→ Selected text:
Underprediction of stratocumulus in models of the coupled ocean–atmosphere system typically leads to a warm bias in underlying sea surface temperatures (SSTs) with severe drifts in the simulated climate (Mechoso et al. 1995; Davey et al. 2002). To the present day, difficulties in simulating stratocumulus remain a major source of error in climate simulations and contribute significantly to the uncertainties in the prediction of global warming. An improved understanding of stratocumulus and their interaction with the large-scale environment is needed to guide efforts toward a more successful representation of cloud–radiation interactions in large-scale climate models.

The processes that generate and dissipate stratocumulus have been the subject of intense research efforts and much progress has been made during the last few decades in identifying and describing the relevant phenomena. Nevertheless, many aspects are still rather poorly understood. Chief among those are the entrainment process at cloud top (e.g., Stevens 2002) and the conditions under which stratocumulus become unstable (e.g., Bretherton and Wyant 1997). Apart from these local considerations there is also the question as to how the general circulation partakes in the maintenance and destruction of stratocumulus. With respect to the eastern subtropical oceans, it has been established that large-scale subsidence and associated warming above the PBL contribute to lower tropospheric stability1 (LTS), thereby providing an environment conducive to the persistence of stratocumulus. Subsidence in those regions may be modulated by the strength of the Hadley circulation as well as convection over adjacent continents. Surface winds associated with the eastern branches of the marine subtropical anticyclones also contribute in two ways. First, they provide cold air advection into the stratocumulus regions at lower latitudes. Second, their alongshore component induces coastal upwelling with its associated cooling effect on SSTs, which in turn increases LTS.

Three regions of particularly persistent and expansive marine stratocumulus decks are located to the west of California, Peru/Chile, and Namibia/Angola. Common to all these regions is their proximity to substantial orography on the adjacent continents. It is well known that orography has a profound impact on the general circulation (e.g., Charney and Eliassen 1949; Held and Ting 1990; Ringler and Cook 1999). This raises the question whether orography also contributes to the behavior of stratocumulus to the west of continental landmasses. A recent study by Xu et al. (2004) found that removal of the Andes Mountains in a regional climate model significantly reduced incidence of stratocumulus off the Peruvian coast. Xu et al. attributed this result to the intrusion of dry warm air from the South American continent that can occur within the PBL when the orographic barrier between ocean and land is removed. Richter and Mechoso (2004) found a similar impact of African orography on Namibian stratocumulus in a sensitivity study with a general circulation model (GCM). However, they also found a similarly strong impact from local circulation changes above the PBL. For example, temperatures at 700 mb and thus LTS over the Namibian stratocumulus region were significantly reduced when orography was removed. Prominent in their results was an anticyclonic circulation pattern centered over the orography of southern Africa that gave way to a more zonal flow in the absence of orography. The orographically induced anticyclonic circulation was found to advect warm air poleward on its Atlantic flank and thus contribute to temperatures warmer than the zonal mean and a high value of LTS.

→ Records supplied:
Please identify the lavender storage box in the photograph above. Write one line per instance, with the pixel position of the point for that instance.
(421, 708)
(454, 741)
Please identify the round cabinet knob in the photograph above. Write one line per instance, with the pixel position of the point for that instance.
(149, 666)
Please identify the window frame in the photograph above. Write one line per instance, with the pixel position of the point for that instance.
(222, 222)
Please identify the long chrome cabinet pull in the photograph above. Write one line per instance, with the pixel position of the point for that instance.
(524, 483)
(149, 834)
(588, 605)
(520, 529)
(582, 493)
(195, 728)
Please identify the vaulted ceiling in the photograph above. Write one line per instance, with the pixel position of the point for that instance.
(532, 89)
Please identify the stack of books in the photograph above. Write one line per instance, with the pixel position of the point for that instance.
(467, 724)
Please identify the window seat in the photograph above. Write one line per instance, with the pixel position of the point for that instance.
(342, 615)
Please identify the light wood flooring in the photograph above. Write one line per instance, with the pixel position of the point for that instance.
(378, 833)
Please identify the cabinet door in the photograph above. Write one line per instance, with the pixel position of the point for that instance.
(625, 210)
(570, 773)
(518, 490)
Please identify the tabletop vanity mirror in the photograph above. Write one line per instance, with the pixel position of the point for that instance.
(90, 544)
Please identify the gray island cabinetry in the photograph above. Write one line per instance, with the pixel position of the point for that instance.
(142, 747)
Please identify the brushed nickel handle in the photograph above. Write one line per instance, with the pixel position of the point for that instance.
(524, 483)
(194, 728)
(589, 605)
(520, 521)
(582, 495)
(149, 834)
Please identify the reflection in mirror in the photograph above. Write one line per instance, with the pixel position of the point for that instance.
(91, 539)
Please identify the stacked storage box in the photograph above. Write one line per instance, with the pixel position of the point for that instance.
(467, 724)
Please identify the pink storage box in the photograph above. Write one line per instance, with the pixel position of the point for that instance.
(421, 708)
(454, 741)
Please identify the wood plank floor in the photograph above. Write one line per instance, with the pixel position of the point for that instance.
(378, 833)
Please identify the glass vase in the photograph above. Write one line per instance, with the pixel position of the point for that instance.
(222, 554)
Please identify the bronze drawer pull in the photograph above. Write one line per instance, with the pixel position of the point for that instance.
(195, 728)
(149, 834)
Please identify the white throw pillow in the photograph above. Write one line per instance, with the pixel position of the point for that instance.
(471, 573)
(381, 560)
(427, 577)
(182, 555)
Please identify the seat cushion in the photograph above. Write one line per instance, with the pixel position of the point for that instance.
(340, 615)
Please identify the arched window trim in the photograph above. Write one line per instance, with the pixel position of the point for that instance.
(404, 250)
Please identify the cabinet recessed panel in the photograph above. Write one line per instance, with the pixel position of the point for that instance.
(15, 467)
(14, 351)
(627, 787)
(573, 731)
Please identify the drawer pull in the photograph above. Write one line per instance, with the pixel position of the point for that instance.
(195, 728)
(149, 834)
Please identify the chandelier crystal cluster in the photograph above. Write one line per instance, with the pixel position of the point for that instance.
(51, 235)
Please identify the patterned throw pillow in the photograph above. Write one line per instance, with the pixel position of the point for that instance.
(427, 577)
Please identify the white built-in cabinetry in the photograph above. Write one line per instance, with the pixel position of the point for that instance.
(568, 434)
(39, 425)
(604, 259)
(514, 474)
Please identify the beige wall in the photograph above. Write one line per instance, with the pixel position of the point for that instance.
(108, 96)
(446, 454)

→ Work to complete:
- 1) Reproduce word for word everything in the stratocumulus text from "Underprediction of stratocumulus" down to "large-scale climate models.".
- 2) Rewrite everything in the records from the line containing "Please identify the patterned" down to the end, changing "beige" to "cream" and leaving everything else the same. Output only those lines.

→ Set of answers:
- 1)
Underprediction of stratocumulus in models of the coupled ocean–atmosphere system typically leads to a warm bias in underlying sea surface temperatures (SSTs) with severe drifts in the simulated climate (Mechoso et al. 1995; Davey et al. 2002). To the present day, difficulties in simulating stratocumulus remain a major source of error in climate simulations and contribute significantly to the uncertainties in the prediction of global warming. An improved understanding of stratocumulus and their interaction with the large-scale environment is needed to guide efforts toward a more successful representation of cloud–radiation interactions in large-scale climate models.

- 2)
Please identify the patterned throw pillow in the photograph above. Write one line per instance, with the pixel position of the point for that instance.
(427, 577)
Please identify the white built-in cabinetry in the photograph above. Write one line per instance, with the pixel position of the point for that instance.
(568, 434)
(39, 425)
(604, 259)
(514, 474)
Please identify the cream wall in the photograph above. Write one line per instance, with the pixel position of the point for that instance.
(108, 96)
(446, 454)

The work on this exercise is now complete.